* _Instrucciones de trabajo_:
1) Según el texto facilitado, ¿de qué fue condenado Philippe Halsman?
2) Indica si cada afirmación coincide con el texto facilitado y cita las palabras que lo deciden. (a) Para Roth, Freud es el lector equivocado de literatura imaginativa más influyente de todos los tiempos. (b) Freud atribuía a la epilepsia de Dostoievski un carácter orgánico. (c) Las acusaciones contra Roth llegaron sobre todo desde fuera de la comunidad judía.

───── Texto facilitado ─────

Con todo, leer la obra de Roth como un intento de refutar las interpretaciones de su analista sería muy reduccionista. En mi opinión, la ambición del escritor es mucho mayor y en sus novelas hace una enmienda a la totalidad al psicoanálisis de la época. Para Roth, el padre del psicoanálisis «es el lector equivocado de literatura imaginativa más influyente de todos los tiempos». Y, aunque en otros muchos aspectos Freud dio en el clavo, es fácil estar de acuerdo en esto con el escritor. Así, en «Dostoievski y el parricidio», Freud concluía que los temas que el ruso trataba en sus libros, «su preferencia por caracteres egoístas, violentos y asesinos», indicaban «la existencia de tales inclinaciones en su fuero interno». Su epilepsia no tendría, a su entender, un carácter orgánico, sino neurótico: los ataques epilépticos eran una especie de castigo que le imponía el propio cuerpo a instancias del superyó por haber deseado la muerte del padre (deseo que, por otra parte, infirió al leer Los hermanos Karamazov).
Es justo decir que Freud ha sido también uno de los pensadores más malinterpretados de la historia y a veces sus ideas se han utilizado de forma torticera. Un ejemplo de ello es el caso de Philippe Halsman, condenado por asesinar a su padre sin más pruebas que su complejo de Edipo. Como cuenta Romero Aguirre en su artículo sobre el parricidio [6], según los peritos, Halsman había deseado la muerte del padre, por tanto, lo había matado. Detrás de este despropósito estaba el antisemitismo (Halsman era judío), factor que también se ha de tener en cuenta al considerar la recepción de la obra del propio Freud. Es cierto que la sexualidad es importante en la teoría psicoanalítica, pero, desde luego, no se reduce a eso. El hecho de que se pusiera el foco exclusivamente en lo sexual contribuyó a aumentar los prejuicios ya existentes sobre los judíos, tradicionalmente considerados «hipersexuales». Esta es también una de las acusaciones que más veces tuvo que escuchar el propio Roth, especialmente por parte de la comunidad judía, pues alegaban que su obra solo iba a contribuir a reforzar estos prejuicios y, por tanto, el antisemitismo.

───── Registros ─────

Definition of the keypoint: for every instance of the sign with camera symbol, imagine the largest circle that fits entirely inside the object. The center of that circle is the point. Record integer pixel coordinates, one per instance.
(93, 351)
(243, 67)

─────
───── Registros ─────

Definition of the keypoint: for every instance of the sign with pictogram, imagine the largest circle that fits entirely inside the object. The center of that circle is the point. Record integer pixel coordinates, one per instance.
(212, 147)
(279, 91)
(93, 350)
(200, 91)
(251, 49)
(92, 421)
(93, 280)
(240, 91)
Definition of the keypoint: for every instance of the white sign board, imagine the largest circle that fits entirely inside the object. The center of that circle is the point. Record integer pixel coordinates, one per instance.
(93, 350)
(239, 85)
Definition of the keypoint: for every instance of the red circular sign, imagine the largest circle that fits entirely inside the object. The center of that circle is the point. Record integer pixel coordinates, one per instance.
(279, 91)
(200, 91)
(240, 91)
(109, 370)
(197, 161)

─────

* _Resultados del ejercicio_:
1) De asesinar a su padre.

2)
(a) Sí: «es el lector equivocado de literatura imaginativa más influyente de todos los tiempos».
(b) No: «Su epilepsia no tendría, a su entender, un carácter orgánico, sino neurótico».
(c) No: «especialmente por parte de la comunidad judía».